◆ EXERCISE DIRECTIONS
All of the entries are to be restated word for word.
╭─ SUPPLIED MATERIAL
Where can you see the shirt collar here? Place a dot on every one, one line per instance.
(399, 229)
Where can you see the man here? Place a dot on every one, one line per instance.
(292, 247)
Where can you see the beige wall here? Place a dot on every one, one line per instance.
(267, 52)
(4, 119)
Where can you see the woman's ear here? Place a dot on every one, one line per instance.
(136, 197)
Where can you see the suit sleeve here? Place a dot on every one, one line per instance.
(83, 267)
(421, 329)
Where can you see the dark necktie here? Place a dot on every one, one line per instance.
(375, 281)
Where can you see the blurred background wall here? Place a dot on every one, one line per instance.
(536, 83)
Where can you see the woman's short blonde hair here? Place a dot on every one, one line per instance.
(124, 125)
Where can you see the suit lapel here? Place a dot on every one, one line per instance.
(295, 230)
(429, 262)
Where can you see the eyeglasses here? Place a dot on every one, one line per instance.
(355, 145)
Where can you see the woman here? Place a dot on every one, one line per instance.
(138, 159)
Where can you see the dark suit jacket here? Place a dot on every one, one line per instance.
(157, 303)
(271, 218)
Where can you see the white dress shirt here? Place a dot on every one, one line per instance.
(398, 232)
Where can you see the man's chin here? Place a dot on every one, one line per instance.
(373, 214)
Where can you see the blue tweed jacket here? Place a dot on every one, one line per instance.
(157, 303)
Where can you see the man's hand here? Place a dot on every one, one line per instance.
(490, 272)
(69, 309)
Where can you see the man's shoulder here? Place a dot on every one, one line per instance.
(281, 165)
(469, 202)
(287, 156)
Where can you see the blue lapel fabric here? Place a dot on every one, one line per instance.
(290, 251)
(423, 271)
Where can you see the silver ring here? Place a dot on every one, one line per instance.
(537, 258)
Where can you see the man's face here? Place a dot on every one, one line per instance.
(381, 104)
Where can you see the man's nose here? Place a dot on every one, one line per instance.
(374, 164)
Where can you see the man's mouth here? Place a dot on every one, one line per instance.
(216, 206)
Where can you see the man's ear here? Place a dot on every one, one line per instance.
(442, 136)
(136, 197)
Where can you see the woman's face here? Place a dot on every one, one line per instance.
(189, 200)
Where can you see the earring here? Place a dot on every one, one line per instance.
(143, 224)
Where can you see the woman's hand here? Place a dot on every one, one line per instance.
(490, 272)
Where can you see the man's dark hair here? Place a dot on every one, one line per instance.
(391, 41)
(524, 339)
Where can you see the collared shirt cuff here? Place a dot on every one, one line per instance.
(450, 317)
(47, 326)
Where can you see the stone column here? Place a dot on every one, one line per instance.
╰─
◆ TASK RESPONSE
Where can you see the shirt collar here? Place a dot on every one, one line per instance.
(399, 229)
Where can you see the man here? Place a dot on every one, one line per instance.
(292, 247)
Where can you see the beige wall here? Place a dot on every one, one line per instance.
(267, 52)
(4, 119)
Where can you see the woman's ear here? Place a dot on every one, one line per instance.
(136, 197)
Where can you see the suit sleeve here? Place a dot on every one, one line per instance.
(83, 267)
(421, 329)
Where can you see the dark necktie here? Place a dot on every one, one line per instance.
(375, 281)
Where can you see the blurred background wall here? Place a dot on every one, one line per instance.
(536, 83)
Where can you see the woman's short blonde hair here? Place a dot on every one, one line per instance.
(124, 125)
Where can you see the suit lapel here? Place a dot on every one, one line per instance.
(295, 230)
(429, 262)
Where can you see the eyeglasses here? Place a dot on every one, one line per instance.
(355, 145)
Where can you see the woman here? Place a dot on every one, one line per instance.
(138, 159)
Where can you see the dark suit jacket here? Place a dot on every one, one line per instance.
(157, 303)
(271, 218)
Where can you see the white dress shirt here? Place a dot on every one, one line per instance.
(398, 232)
Where can you see the man's chin here? Place a dot on every one, one line per instance.
(373, 214)
Where can you see the blue tweed jacket here? Place a dot on every one, one line per instance.
(157, 303)
Where can you see the man's hand here? Place a dot on every one, one line per instance.
(490, 272)
(69, 309)
Where can you see the man's shoulder here? Place a dot on every one, one line per instance.
(281, 165)
(469, 202)
(287, 156)
Where can you see the blue lapel fabric here? Place a dot on every one, one line per instance.
(290, 251)
(423, 271)
Where can you see the silver ring here? Place a dot on every one, one line per instance.
(537, 258)
Where can you see the man's face here? Place a dot on every one, one line per instance.
(381, 104)
Where can you see the man's nose here? Place a dot on every one, one line per instance.
(374, 164)
Where can you see the man's mouth here? Place a dot on every one, one line per instance.
(216, 206)
Where can you see the man's ear here? Place a dot on every one, one line per instance.
(442, 136)
(136, 197)
Where can you see the woman's face here? Place a dot on every one, one line per instance.
(189, 200)
Where can you see the earring here? Place a dot on every one, one line per instance.
(143, 224)
Where can you see the woman's hand here? Place a dot on every one, one line per instance.
(490, 272)
Where can you see the man's dark hair here? Place a dot on every one, one line per instance.
(391, 41)
(524, 339)
Where can you see the collared shirt cuff here? Place a dot on every one, one line per instance.
(450, 317)
(47, 326)
Where can you see the stone column here? Place a dot on every one, one line per instance.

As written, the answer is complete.